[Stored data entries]
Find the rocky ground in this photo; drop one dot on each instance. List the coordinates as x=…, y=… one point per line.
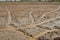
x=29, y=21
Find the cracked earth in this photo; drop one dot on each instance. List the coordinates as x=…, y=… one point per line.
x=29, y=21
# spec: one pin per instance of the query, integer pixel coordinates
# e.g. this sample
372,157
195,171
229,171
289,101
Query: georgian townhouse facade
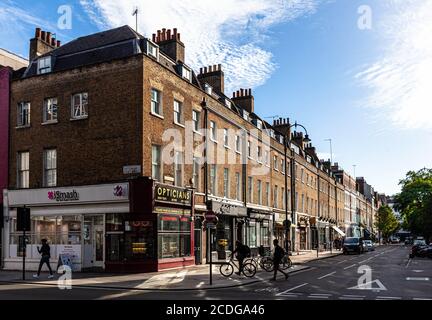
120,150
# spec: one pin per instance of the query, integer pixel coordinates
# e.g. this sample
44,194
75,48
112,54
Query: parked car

--

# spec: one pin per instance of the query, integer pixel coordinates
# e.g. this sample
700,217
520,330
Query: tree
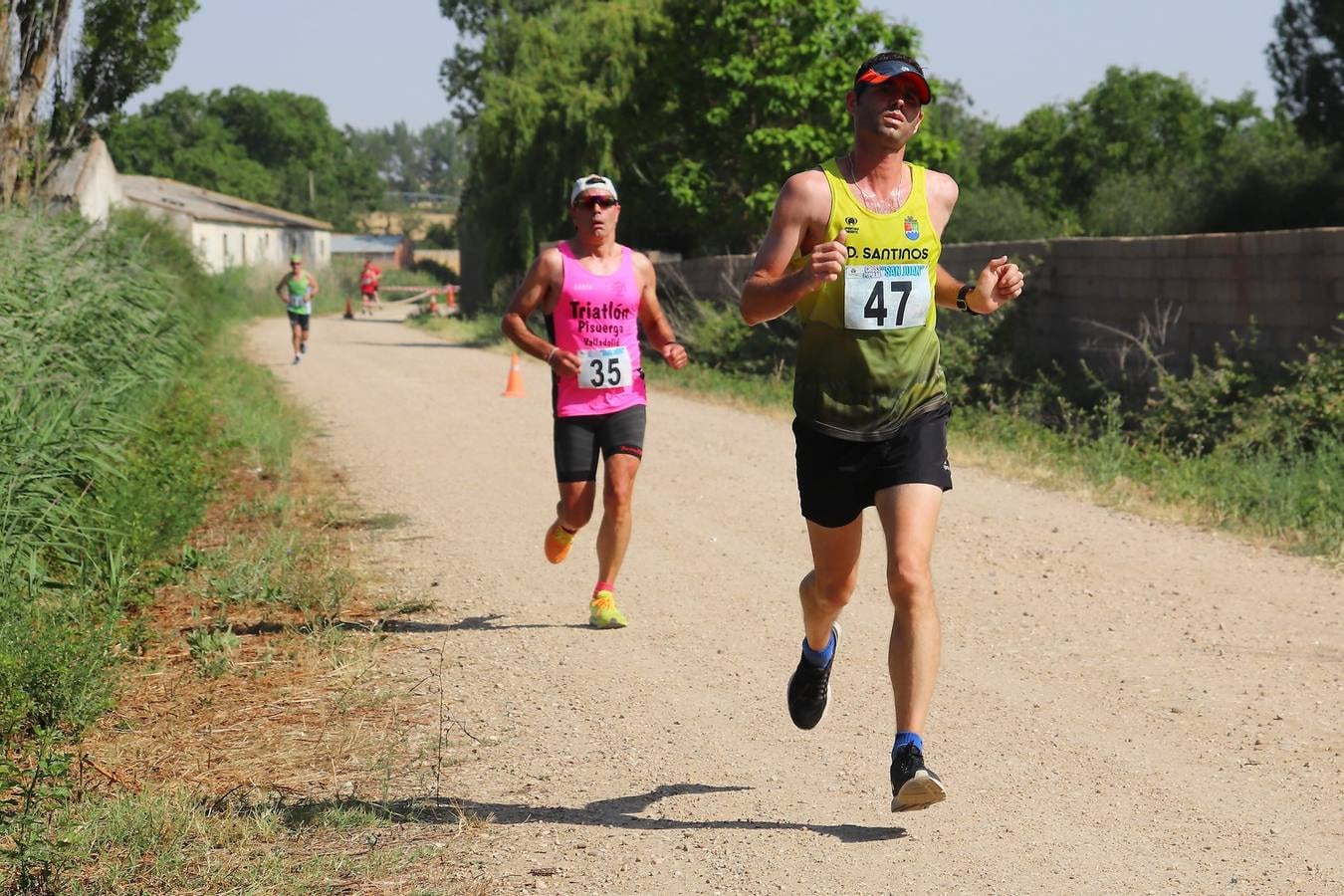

Task statement: What are the lines in the records above, word for word, from the one containing "Find the rocky" through the one containing "Query: parked car", both ends included and pictures left out?

Response area:
Find the rocky ground in this photo; drop one dot on each instance. List the coordinates as x=…, y=… one point per line.
x=29, y=21
Find the cracked earth in this photo; drop one dot on each instance. List the coordinates as x=…, y=… one point per line.
x=29, y=21
# spec: one pin per instance of the query, integer pixel coordinates
# e.g. this sample
372,157
195,171
229,171
289,101
Query: georgian townhouse facade
120,150
# spec: one pin per instance of the query, integer pixel coordinates
# e.g. this sample
44,194
75,48
112,54
Query: parked car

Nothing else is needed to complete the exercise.